[Requirements]:
Report every line of the data that contains the word "jacket", copying each such line in full. Matching is case-sensitive.

[Information supplied]:

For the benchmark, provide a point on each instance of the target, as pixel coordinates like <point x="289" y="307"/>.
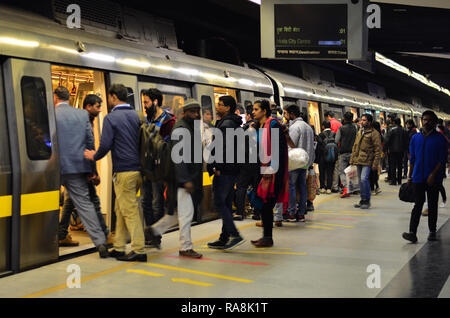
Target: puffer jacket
<point x="367" y="148"/>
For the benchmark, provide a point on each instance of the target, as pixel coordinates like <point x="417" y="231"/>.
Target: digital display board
<point x="311" y="31"/>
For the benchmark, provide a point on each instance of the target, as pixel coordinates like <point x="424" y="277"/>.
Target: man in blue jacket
<point x="428" y="156"/>
<point x="120" y="135"/>
<point x="74" y="136"/>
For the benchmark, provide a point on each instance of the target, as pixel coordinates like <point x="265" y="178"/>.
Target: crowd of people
<point x="240" y="188"/>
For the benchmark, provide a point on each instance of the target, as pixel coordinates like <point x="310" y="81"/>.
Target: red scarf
<point x="266" y="188"/>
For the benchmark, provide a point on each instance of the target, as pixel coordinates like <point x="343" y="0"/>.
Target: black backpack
<point x="330" y="148"/>
<point x="155" y="153"/>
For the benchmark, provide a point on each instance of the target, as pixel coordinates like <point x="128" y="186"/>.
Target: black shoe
<point x="410" y="237"/>
<point x="114" y="253"/>
<point x="432" y="236"/>
<point x="133" y="257"/>
<point x="233" y="242"/>
<point x="103" y="251"/>
<point x="219" y="244"/>
<point x="365" y="205"/>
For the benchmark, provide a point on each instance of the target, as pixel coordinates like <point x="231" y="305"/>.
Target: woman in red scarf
<point x="274" y="185"/>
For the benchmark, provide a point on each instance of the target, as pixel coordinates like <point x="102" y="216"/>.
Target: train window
<point x="173" y="104"/>
<point x="207" y="109"/>
<point x="35" y="115"/>
<point x="130" y="99"/>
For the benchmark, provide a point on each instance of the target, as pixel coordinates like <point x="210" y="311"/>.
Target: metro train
<point x="37" y="55"/>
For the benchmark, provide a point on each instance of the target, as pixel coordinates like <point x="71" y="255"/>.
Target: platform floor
<point x="328" y="256"/>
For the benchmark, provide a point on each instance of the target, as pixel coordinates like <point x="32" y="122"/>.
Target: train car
<point x="37" y="55"/>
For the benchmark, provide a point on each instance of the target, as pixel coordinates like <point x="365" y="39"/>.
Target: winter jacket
<point x="396" y="140"/>
<point x="187" y="171"/>
<point x="302" y="136"/>
<point x="229" y="121"/>
<point x="345" y="137"/>
<point x="367" y="148"/>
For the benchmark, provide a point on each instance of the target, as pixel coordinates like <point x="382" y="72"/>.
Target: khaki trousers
<point x="128" y="220"/>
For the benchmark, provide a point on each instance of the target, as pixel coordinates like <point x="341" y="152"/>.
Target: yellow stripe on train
<point x="39" y="202"/>
<point x="5" y="206"/>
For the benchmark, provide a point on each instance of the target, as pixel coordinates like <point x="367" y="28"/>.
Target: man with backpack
<point x="366" y="155"/>
<point x="302" y="136"/>
<point x="153" y="200"/>
<point x="329" y="150"/>
<point x="345" y="138"/>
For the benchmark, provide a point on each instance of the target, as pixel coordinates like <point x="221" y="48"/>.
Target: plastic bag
<point x="298" y="158"/>
<point x="351" y="174"/>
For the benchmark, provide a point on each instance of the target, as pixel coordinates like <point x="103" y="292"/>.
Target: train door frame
<point x="5" y="187"/>
<point x="36" y="182"/>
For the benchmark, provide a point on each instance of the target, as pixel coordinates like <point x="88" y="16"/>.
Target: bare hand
<point x="89" y="154"/>
<point x="189" y="187"/>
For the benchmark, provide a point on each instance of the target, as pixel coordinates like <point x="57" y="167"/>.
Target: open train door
<point x="34" y="161"/>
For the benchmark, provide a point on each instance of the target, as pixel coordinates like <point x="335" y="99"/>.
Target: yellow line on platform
<point x="320" y="227"/>
<point x="180" y="269"/>
<point x="192" y="282"/>
<point x="141" y="271"/>
<point x="349" y="226"/>
<point x="251" y="252"/>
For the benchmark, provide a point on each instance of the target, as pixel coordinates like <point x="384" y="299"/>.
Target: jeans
<point x="343" y="163"/>
<point x="223" y="187"/>
<point x="69" y="207"/>
<point x="364" y="183"/>
<point x="432" y="194"/>
<point x="395" y="165"/>
<point x="326" y="170"/>
<point x="77" y="187"/>
<point x="153" y="201"/>
<point x="297" y="176"/>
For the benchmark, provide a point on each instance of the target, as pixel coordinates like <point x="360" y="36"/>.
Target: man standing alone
<point x="428" y="157"/>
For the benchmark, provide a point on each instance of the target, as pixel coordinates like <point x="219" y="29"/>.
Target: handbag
<point x="407" y="193"/>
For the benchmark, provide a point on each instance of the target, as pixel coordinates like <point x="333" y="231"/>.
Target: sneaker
<point x="103" y="251"/>
<point x="67" y="241"/>
<point x="345" y="194"/>
<point x="219" y="244"/>
<point x="358" y="205"/>
<point x="190" y="253"/>
<point x="432" y="236"/>
<point x="410" y="237"/>
<point x="365" y="204"/>
<point x="233" y="242"/>
<point x="263" y="242"/>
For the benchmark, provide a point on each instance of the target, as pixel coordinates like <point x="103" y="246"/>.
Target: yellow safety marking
<point x="319" y="227"/>
<point x="206" y="179"/>
<point x="349" y="226"/>
<point x="262" y="248"/>
<point x="192" y="282"/>
<point x="344" y="213"/>
<point x="331" y="211"/>
<point x="198" y="272"/>
<point x="39" y="202"/>
<point x="118" y="268"/>
<point x="251" y="252"/>
<point x="141" y="271"/>
<point x="5" y="206"/>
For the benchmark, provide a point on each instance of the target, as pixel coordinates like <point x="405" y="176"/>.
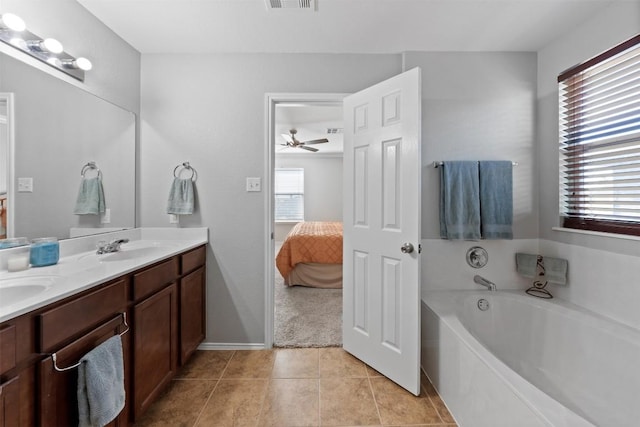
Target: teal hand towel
<point x="459" y="201"/>
<point x="90" y="200"/>
<point x="101" y="394"/>
<point x="526" y="264"/>
<point x="181" y="198"/>
<point x="556" y="269"/>
<point x="496" y="199"/>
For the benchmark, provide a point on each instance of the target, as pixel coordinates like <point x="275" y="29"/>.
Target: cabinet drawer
<point x="154" y="278"/>
<point x="193" y="259"/>
<point x="67" y="320"/>
<point x="7" y="348"/>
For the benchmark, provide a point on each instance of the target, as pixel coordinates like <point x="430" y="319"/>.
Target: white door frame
<point x="271" y="101"/>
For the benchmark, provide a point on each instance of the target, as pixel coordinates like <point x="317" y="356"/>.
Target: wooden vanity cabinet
<point x="155" y="316"/>
<point x="192" y="302"/>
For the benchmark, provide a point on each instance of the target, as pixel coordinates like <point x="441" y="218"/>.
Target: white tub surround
<point x="80" y="268"/>
<point x="529" y="362"/>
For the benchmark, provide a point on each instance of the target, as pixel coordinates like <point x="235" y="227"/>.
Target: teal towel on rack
<point x="181" y="198"/>
<point x="459" y="201"/>
<point x="90" y="199"/>
<point x="496" y="199"/>
<point x="101" y="394"/>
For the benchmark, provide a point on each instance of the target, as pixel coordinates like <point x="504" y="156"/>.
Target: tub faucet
<point x="484" y="282"/>
<point x="112" y="246"/>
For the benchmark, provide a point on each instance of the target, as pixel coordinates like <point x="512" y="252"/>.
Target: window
<point x="289" y="195"/>
<point x="600" y="142"/>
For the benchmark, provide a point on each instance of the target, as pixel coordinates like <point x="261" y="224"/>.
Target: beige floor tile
<point x="180" y="405"/>
<point x="206" y="364"/>
<point x="291" y="402"/>
<point x="234" y="403"/>
<point x="335" y="362"/>
<point x="397" y="406"/>
<point x="296" y="363"/>
<point x="347" y="401"/>
<point x="250" y="364"/>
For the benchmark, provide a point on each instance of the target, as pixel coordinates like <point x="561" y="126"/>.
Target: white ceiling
<point x="342" y="26"/>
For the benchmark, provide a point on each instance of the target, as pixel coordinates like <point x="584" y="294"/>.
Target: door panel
<point x="381" y="323"/>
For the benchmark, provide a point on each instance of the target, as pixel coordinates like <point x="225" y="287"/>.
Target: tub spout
<point x="484" y="282"/>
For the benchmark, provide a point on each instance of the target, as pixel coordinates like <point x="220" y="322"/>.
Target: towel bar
<point x="54" y="356"/>
<point x="186" y="165"/>
<point x="440" y="163"/>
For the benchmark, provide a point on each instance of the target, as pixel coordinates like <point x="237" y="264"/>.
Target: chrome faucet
<point x="484" y="282"/>
<point x="113" y="246"/>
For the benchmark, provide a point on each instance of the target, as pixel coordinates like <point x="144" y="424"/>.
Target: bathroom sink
<point x="125" y="254"/>
<point x="15" y="290"/>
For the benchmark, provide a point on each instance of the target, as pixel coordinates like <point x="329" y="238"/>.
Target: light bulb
<point x="83" y="63"/>
<point x="12" y="22"/>
<point x="80" y="63"/>
<point x="52" y="45"/>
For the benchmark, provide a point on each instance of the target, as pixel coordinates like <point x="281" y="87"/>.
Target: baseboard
<point x="230" y="346"/>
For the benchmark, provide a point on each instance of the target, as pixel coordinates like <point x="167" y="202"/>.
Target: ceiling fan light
<point x="12" y="22"/>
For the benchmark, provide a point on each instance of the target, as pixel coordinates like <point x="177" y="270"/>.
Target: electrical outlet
<point x="254" y="184"/>
<point x="25" y="185"/>
<point x="106" y="216"/>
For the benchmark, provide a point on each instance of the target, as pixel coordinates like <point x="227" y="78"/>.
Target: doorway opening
<point x="304" y="187"/>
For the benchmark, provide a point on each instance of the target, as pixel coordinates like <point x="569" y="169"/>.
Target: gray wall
<point x="322" y="188"/>
<point x="210" y="110"/>
<point x="612" y="26"/>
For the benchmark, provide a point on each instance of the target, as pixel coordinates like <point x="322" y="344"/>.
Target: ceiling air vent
<point x="309" y="5"/>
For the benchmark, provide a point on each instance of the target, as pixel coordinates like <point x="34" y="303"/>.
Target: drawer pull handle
<point x="54" y="356"/>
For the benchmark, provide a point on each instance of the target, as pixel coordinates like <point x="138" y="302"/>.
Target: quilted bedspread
<point x="311" y="241"/>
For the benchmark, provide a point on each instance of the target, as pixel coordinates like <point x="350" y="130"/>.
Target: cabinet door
<point x="192" y="313"/>
<point x="58" y="390"/>
<point x="10" y="403"/>
<point x="155" y="346"/>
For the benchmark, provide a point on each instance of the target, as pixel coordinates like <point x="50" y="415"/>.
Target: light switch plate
<point x="25" y="185"/>
<point x="254" y="184"/>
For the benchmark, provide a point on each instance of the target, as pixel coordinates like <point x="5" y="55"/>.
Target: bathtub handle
<point x="406" y="248"/>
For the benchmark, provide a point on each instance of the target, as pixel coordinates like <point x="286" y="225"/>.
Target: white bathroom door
<point x="381" y="263"/>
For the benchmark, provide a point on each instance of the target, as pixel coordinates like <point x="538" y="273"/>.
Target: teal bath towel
<point x="459" y="201"/>
<point x="496" y="199"/>
<point x="90" y="199"/>
<point x="181" y="198"/>
<point x="101" y="394"/>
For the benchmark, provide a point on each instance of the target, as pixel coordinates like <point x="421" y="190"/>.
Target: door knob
<point x="406" y="248"/>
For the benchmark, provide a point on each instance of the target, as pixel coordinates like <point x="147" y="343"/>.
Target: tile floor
<point x="290" y="387"/>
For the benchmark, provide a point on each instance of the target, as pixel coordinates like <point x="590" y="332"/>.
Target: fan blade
<point x="316" y="141"/>
<point x="308" y="148"/>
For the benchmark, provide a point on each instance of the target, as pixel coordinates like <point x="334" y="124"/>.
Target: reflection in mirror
<point x="59" y="128"/>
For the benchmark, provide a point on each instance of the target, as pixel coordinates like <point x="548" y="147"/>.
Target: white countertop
<point x="80" y="268"/>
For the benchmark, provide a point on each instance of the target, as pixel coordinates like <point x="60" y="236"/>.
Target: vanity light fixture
<point x="12" y="22"/>
<point x="13" y="31"/>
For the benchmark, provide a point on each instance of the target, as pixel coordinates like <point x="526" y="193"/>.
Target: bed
<point x="311" y="255"/>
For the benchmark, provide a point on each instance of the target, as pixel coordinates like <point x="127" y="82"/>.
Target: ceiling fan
<point x="293" y="142"/>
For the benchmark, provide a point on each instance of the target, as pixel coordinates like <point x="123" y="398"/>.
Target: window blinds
<point x="600" y="142"/>
<point x="289" y="194"/>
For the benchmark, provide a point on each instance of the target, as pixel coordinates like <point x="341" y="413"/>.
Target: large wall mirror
<point x="57" y="129"/>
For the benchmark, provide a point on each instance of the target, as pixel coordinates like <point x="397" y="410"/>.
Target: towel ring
<point x="91" y="166"/>
<point x="186" y="165"/>
<point x="54" y="356"/>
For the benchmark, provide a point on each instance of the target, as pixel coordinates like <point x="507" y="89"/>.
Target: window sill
<point x="597" y="233"/>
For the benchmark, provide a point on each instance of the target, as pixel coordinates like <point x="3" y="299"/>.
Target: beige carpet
<point x="307" y="317"/>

[Response]:
Target: puffer jacket
Target: man in blue jacket
Target: winter jacket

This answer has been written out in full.